Stored records
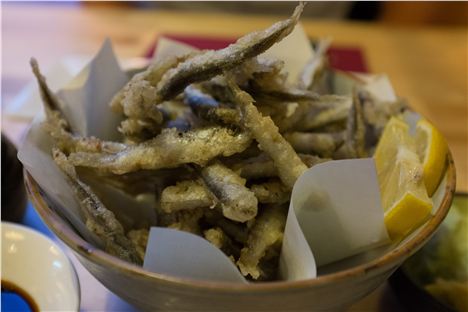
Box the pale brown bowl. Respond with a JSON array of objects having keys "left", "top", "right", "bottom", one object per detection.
[{"left": 24, "top": 154, "right": 455, "bottom": 311}]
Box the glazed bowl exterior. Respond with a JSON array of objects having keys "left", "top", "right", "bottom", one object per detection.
[{"left": 25, "top": 154, "right": 455, "bottom": 311}]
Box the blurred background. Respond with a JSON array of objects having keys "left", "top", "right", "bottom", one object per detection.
[{"left": 86, "top": 1, "right": 467, "bottom": 25}]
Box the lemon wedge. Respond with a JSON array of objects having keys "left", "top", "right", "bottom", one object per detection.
[
  {"left": 416, "top": 118, "right": 448, "bottom": 197},
  {"left": 374, "top": 117, "right": 432, "bottom": 241}
]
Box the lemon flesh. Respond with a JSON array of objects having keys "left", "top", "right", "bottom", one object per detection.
[
  {"left": 416, "top": 118, "right": 448, "bottom": 197},
  {"left": 374, "top": 117, "right": 432, "bottom": 241}
]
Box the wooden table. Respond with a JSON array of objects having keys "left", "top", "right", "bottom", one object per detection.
[{"left": 2, "top": 3, "right": 468, "bottom": 311}]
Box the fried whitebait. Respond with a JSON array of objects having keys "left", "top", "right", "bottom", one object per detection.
[
  {"left": 298, "top": 38, "right": 331, "bottom": 90},
  {"left": 333, "top": 93, "right": 367, "bottom": 159},
  {"left": 237, "top": 206, "right": 287, "bottom": 279},
  {"left": 158, "top": 208, "right": 203, "bottom": 235},
  {"left": 228, "top": 80, "right": 307, "bottom": 189},
  {"left": 70, "top": 126, "right": 252, "bottom": 174},
  {"left": 30, "top": 58, "right": 124, "bottom": 154},
  {"left": 203, "top": 227, "right": 240, "bottom": 262},
  {"left": 155, "top": 3, "right": 305, "bottom": 103},
  {"left": 52, "top": 149, "right": 143, "bottom": 264},
  {"left": 201, "top": 162, "right": 258, "bottom": 222},
  {"left": 127, "top": 229, "right": 149, "bottom": 259},
  {"left": 231, "top": 153, "right": 329, "bottom": 180},
  {"left": 161, "top": 180, "right": 217, "bottom": 213},
  {"left": 184, "top": 85, "right": 241, "bottom": 125},
  {"left": 250, "top": 179, "right": 291, "bottom": 204},
  {"left": 284, "top": 132, "right": 344, "bottom": 157},
  {"left": 110, "top": 53, "right": 194, "bottom": 141}
]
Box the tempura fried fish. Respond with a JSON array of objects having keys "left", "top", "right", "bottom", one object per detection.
[
  {"left": 161, "top": 180, "right": 217, "bottom": 213},
  {"left": 227, "top": 80, "right": 307, "bottom": 189},
  {"left": 30, "top": 58, "right": 124, "bottom": 154},
  {"left": 66, "top": 126, "right": 252, "bottom": 174},
  {"left": 53, "top": 149, "right": 143, "bottom": 264},
  {"left": 156, "top": 3, "right": 305, "bottom": 103},
  {"left": 201, "top": 162, "right": 258, "bottom": 222},
  {"left": 250, "top": 179, "right": 291, "bottom": 204},
  {"left": 184, "top": 85, "right": 241, "bottom": 125},
  {"left": 237, "top": 205, "right": 286, "bottom": 279}
]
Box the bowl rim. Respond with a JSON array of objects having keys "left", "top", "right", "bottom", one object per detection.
[
  {"left": 1, "top": 221, "right": 81, "bottom": 311},
  {"left": 24, "top": 151, "right": 456, "bottom": 294}
]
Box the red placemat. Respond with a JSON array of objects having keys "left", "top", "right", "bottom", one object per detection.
[{"left": 145, "top": 34, "right": 369, "bottom": 73}]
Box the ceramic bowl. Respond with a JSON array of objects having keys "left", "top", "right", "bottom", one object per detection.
[
  {"left": 2, "top": 222, "right": 80, "bottom": 311},
  {"left": 25, "top": 155, "right": 455, "bottom": 311}
]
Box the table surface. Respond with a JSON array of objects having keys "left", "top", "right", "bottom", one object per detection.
[{"left": 2, "top": 3, "right": 468, "bottom": 311}]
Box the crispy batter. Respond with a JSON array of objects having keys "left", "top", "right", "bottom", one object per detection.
[
  {"left": 158, "top": 208, "right": 204, "bottom": 235},
  {"left": 30, "top": 58, "right": 124, "bottom": 154},
  {"left": 110, "top": 53, "right": 198, "bottom": 141},
  {"left": 298, "top": 38, "right": 331, "bottom": 90},
  {"left": 237, "top": 206, "right": 286, "bottom": 279},
  {"left": 358, "top": 90, "right": 407, "bottom": 150},
  {"left": 161, "top": 180, "right": 217, "bottom": 213},
  {"left": 333, "top": 93, "right": 367, "bottom": 159},
  {"left": 231, "top": 153, "right": 329, "bottom": 180},
  {"left": 52, "top": 149, "right": 143, "bottom": 264},
  {"left": 127, "top": 229, "right": 149, "bottom": 259},
  {"left": 184, "top": 85, "right": 241, "bottom": 125},
  {"left": 204, "top": 209, "right": 248, "bottom": 244},
  {"left": 250, "top": 179, "right": 291, "bottom": 204},
  {"left": 201, "top": 162, "right": 258, "bottom": 222},
  {"left": 284, "top": 132, "right": 344, "bottom": 157},
  {"left": 156, "top": 3, "right": 305, "bottom": 103},
  {"left": 70, "top": 126, "right": 251, "bottom": 174},
  {"left": 228, "top": 81, "right": 307, "bottom": 189}
]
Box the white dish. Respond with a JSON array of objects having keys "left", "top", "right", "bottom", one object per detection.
[{"left": 1, "top": 222, "right": 80, "bottom": 311}]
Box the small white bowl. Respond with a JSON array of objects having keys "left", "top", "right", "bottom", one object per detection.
[{"left": 1, "top": 222, "right": 80, "bottom": 311}]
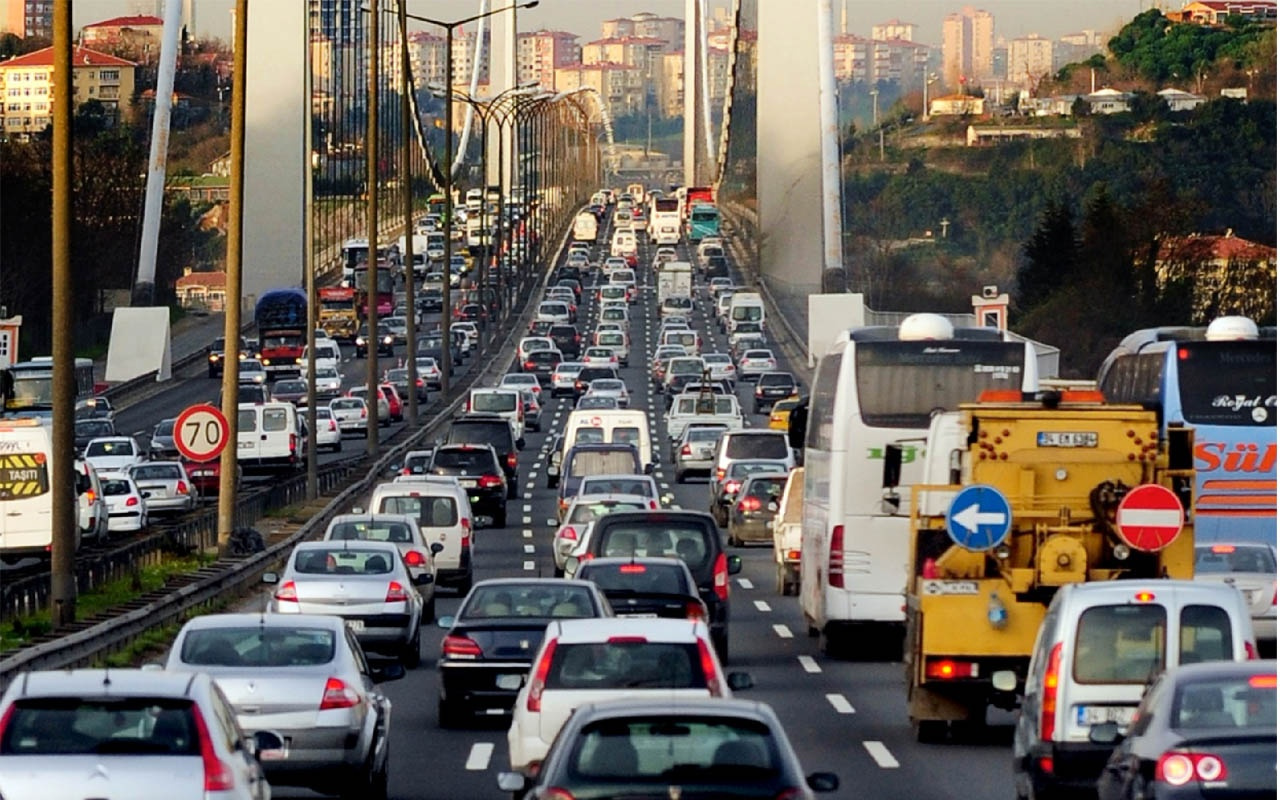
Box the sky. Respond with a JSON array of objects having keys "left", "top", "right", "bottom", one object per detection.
[{"left": 73, "top": 0, "right": 1141, "bottom": 45}]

● The request:
Gather every line of the material above that contains the word "lemon", copying each one in full. Matching is case-sensitive.

● Result of the task:
Box the lemon wedge. Respond with a JSON array of objects having keys "left", "top", "right", "bottom", one object per detection.
Box the lemon flesh. Respond with a JSON array of objects having keys "left", "top", "right", "bottom", one object per detection.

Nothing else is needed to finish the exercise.